[Point placement records]
______

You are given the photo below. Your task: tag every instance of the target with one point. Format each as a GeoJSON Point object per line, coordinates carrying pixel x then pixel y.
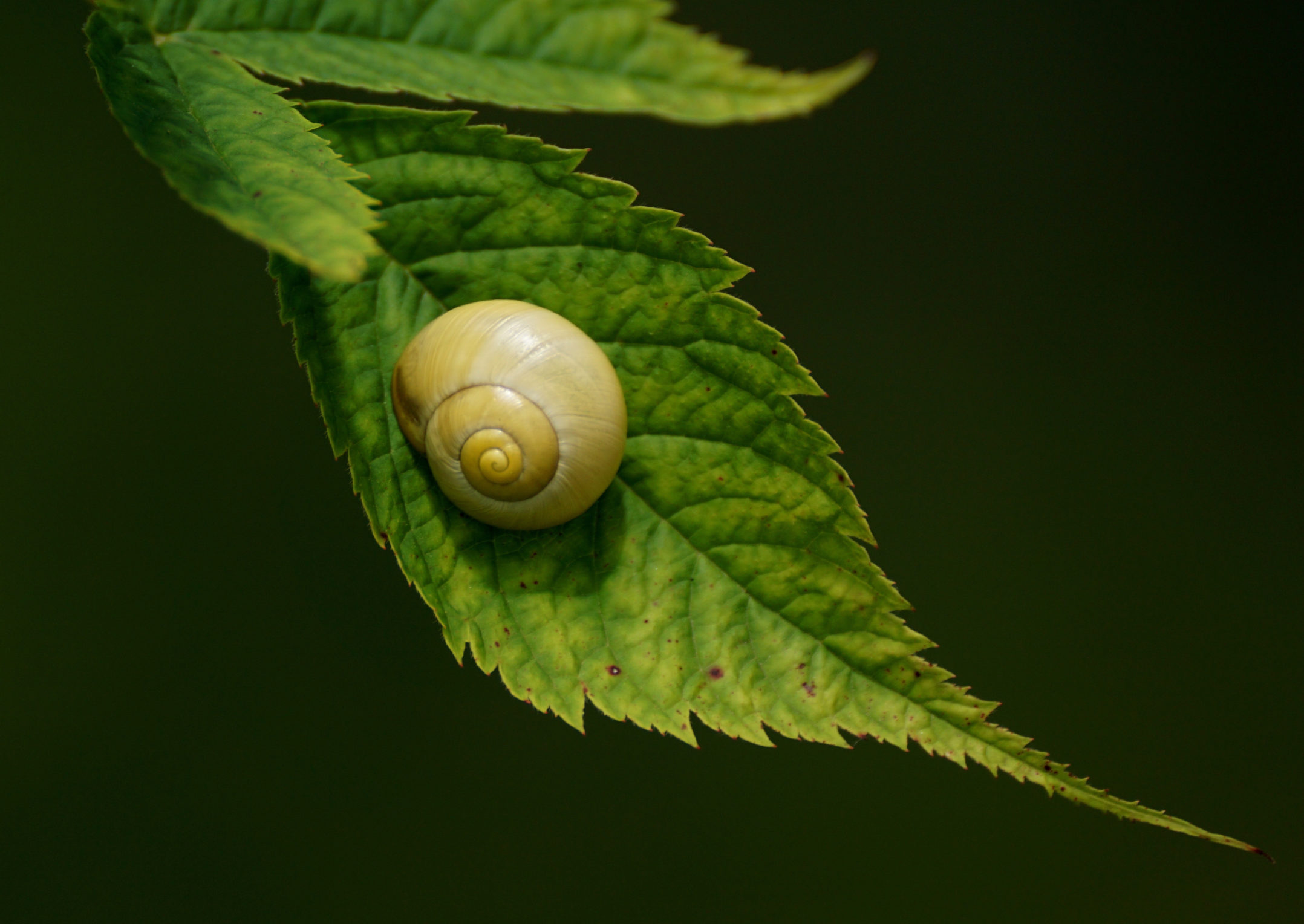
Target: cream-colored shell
{"type": "Point", "coordinates": [520, 414]}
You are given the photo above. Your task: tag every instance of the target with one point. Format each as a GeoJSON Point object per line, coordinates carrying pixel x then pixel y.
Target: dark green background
{"type": "Point", "coordinates": [1046, 261]}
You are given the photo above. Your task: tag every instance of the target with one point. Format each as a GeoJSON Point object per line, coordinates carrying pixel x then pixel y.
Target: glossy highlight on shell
{"type": "Point", "coordinates": [520, 414]}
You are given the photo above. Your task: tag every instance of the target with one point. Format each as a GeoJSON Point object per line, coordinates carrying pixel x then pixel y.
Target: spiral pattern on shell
{"type": "Point", "coordinates": [520, 414]}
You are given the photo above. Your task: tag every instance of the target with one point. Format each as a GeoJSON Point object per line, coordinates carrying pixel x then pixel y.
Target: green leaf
{"type": "Point", "coordinates": [232, 148]}
{"type": "Point", "coordinates": [596, 55]}
{"type": "Point", "coordinates": [722, 574]}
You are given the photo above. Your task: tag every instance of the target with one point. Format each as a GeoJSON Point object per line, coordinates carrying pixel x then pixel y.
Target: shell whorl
{"type": "Point", "coordinates": [518, 411]}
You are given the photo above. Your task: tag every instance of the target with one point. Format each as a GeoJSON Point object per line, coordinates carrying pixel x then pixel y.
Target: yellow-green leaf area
{"type": "Point", "coordinates": [595, 55]}
{"type": "Point", "coordinates": [234, 148]}
{"type": "Point", "coordinates": [723, 575]}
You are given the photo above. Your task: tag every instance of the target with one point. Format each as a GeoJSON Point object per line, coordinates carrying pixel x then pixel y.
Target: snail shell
{"type": "Point", "coordinates": [520, 414]}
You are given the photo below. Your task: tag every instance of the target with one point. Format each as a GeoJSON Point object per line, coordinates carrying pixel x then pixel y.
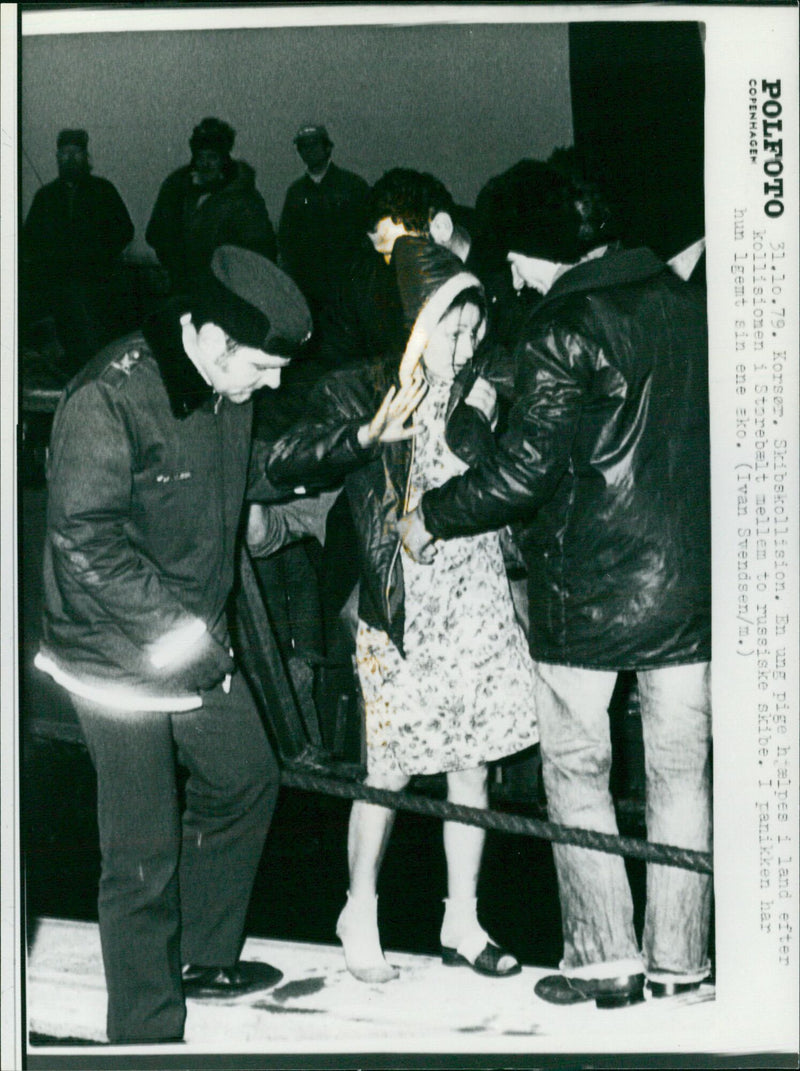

______

JOB:
Gather every line of the data above that contains the string "shell", and copy each one.

WRITTEN ANSWER:
Target: cream-colored shell
Target: glossy highlight on shell
Target: spiral pattern on shell
Target: shell whorl
Target: snail shell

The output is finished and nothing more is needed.